[데이터 발췌]
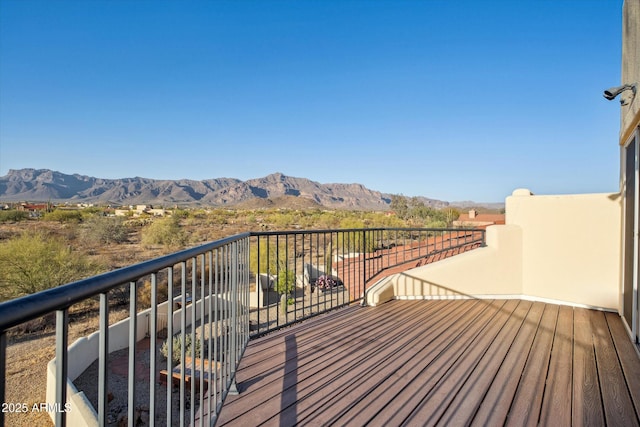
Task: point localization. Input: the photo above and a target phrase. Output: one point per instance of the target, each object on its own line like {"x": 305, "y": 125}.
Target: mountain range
{"x": 48, "y": 185}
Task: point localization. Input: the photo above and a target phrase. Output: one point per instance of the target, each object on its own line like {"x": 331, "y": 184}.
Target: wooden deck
{"x": 462, "y": 362}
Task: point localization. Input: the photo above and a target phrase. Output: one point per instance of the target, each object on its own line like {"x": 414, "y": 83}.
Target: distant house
{"x": 478, "y": 220}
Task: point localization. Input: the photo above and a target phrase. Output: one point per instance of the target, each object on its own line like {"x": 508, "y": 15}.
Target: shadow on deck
{"x": 462, "y": 362}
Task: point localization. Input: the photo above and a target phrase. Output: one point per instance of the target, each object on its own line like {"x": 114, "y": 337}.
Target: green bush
{"x": 105, "y": 230}
{"x": 166, "y": 232}
{"x": 34, "y": 262}
{"x": 63, "y": 215}
{"x": 13, "y": 215}
{"x": 286, "y": 282}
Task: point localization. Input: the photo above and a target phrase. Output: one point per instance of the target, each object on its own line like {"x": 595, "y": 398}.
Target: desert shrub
{"x": 144, "y": 293}
{"x": 62, "y": 215}
{"x": 13, "y": 215}
{"x": 177, "y": 348}
{"x": 286, "y": 282}
{"x": 34, "y": 262}
{"x": 166, "y": 232}
{"x": 105, "y": 230}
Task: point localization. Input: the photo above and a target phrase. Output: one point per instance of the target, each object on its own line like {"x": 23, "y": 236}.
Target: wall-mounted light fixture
{"x": 611, "y": 93}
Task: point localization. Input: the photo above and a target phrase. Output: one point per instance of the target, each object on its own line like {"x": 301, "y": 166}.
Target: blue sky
{"x": 463, "y": 100}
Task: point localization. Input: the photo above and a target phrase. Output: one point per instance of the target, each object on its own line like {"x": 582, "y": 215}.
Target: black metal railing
{"x": 212, "y": 306}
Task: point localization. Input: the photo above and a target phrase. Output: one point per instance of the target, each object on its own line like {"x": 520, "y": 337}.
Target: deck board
{"x": 460, "y": 362}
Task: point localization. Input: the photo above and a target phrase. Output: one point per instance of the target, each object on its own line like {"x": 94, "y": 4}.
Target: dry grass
{"x": 32, "y": 346}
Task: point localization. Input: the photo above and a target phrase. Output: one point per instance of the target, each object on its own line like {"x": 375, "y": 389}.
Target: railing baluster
{"x": 103, "y": 361}
{"x": 194, "y": 280}
{"x": 183, "y": 338}
{"x": 153, "y": 338}
{"x": 202, "y": 334}
{"x": 62, "y": 338}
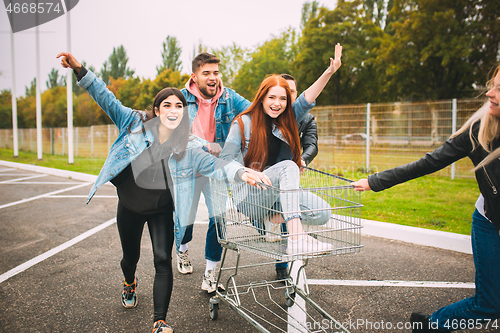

[과제 내용]
위 데이터에서 "railing" 문자열이 들어 있는 줄이 몇 줄인지 숫자로만 답하세요. 대소문자를 구분해서 세세요.

[응답]
2